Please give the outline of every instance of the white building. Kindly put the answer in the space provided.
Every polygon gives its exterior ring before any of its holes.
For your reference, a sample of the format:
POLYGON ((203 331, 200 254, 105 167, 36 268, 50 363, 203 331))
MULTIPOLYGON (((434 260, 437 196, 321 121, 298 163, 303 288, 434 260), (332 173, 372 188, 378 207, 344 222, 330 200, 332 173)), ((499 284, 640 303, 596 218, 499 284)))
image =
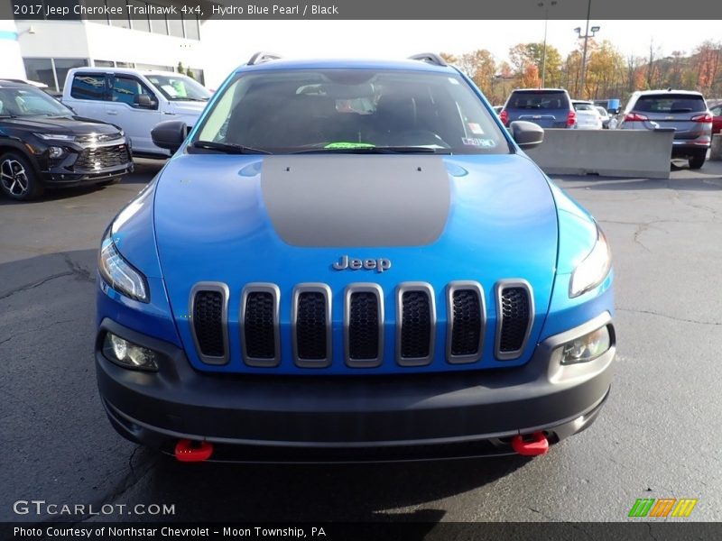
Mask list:
MULTIPOLYGON (((140 8, 162 5, 162 1, 105 0, 108 6, 128 4, 140 8)), ((102 3, 95 0, 93 5, 102 3)), ((32 4, 41 5, 42 1, 32 4)), ((71 68, 116 66, 177 71, 182 64, 184 70, 190 69, 197 80, 205 82, 202 21, 197 16, 92 20, 72 14, 80 0, 63 0, 62 4, 69 5, 69 15, 53 18, 26 14, 14 15, 14 20, 0 20, 0 78, 42 81, 51 90, 61 92, 71 68)), ((200 4, 210 12, 207 1, 200 4)))

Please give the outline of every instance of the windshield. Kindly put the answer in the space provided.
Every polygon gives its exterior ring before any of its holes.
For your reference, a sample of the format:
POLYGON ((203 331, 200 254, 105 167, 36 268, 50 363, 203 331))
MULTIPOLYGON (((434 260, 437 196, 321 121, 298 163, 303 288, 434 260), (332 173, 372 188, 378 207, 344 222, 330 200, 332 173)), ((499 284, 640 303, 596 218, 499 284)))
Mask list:
POLYGON ((564 92, 547 90, 519 90, 512 93, 507 109, 569 109, 564 92))
POLYGON ((256 151, 507 153, 506 140, 458 76, 402 70, 241 74, 214 102, 194 147, 256 151))
POLYGON ((208 101, 210 92, 185 75, 146 75, 165 97, 176 101, 208 101))
POLYGON ((60 102, 34 87, 0 88, 0 116, 72 116, 60 102))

------------------------------------------------------------------------

• Brief:
Please copy all the records above with "exterior ring" swapped out for "outer boundary" and everything else left unchanged. Leave the pictures out.

• Response to this exercise:
Please give the outline of every instance of the white building. Kindly put the answer in the space provided.
Every polygon gives its outer boundary before any of its holes.
For your reference, a sample of the format:
POLYGON ((203 331, 200 254, 105 167, 36 268, 50 363, 203 331))
MULTIPOLYGON (((434 260, 437 196, 321 121, 298 163, 303 288, 434 260), (332 173, 372 188, 378 207, 344 222, 330 200, 332 173)), ((499 284, 640 303, 596 218, 499 284)))
image =
Mask list:
MULTIPOLYGON (((140 8, 162 5, 162 1, 105 0, 108 6, 128 4, 140 8)), ((102 3, 95 0, 93 5, 102 3)), ((32 4, 41 5, 42 1, 32 4)), ((71 68, 116 66, 177 71, 182 64, 184 70, 190 69, 197 80, 205 82, 202 21, 197 16, 92 20, 72 14, 80 0, 63 0, 62 4, 69 5, 69 15, 53 18, 26 14, 14 15, 14 20, 0 20, 0 78, 42 81, 51 90, 61 92, 71 68)), ((200 4, 210 12, 207 1, 200 4)))

Please give the outline of every instance of the windshield. Kindly put the answer in the space provided.
Every polygon gives its outer boundary before any of its holes.
For your reference, a sample of the format:
POLYGON ((203 331, 200 254, 105 167, 36 268, 50 363, 203 331))
MULTIPOLYGON (((434 260, 437 196, 321 121, 298 163, 303 288, 434 260), (332 173, 372 188, 378 207, 344 222, 330 200, 332 173)), ((499 284, 640 303, 596 218, 499 284)))
Mask list:
POLYGON ((564 92, 547 90, 519 90, 512 93, 507 109, 569 109, 564 92))
POLYGON ((256 151, 507 153, 506 140, 458 76, 402 70, 241 74, 214 102, 194 147, 256 151))
POLYGON ((208 101, 210 92, 185 75, 146 75, 165 97, 176 101, 208 101))
POLYGON ((60 102, 34 87, 0 88, 0 116, 72 116, 60 102))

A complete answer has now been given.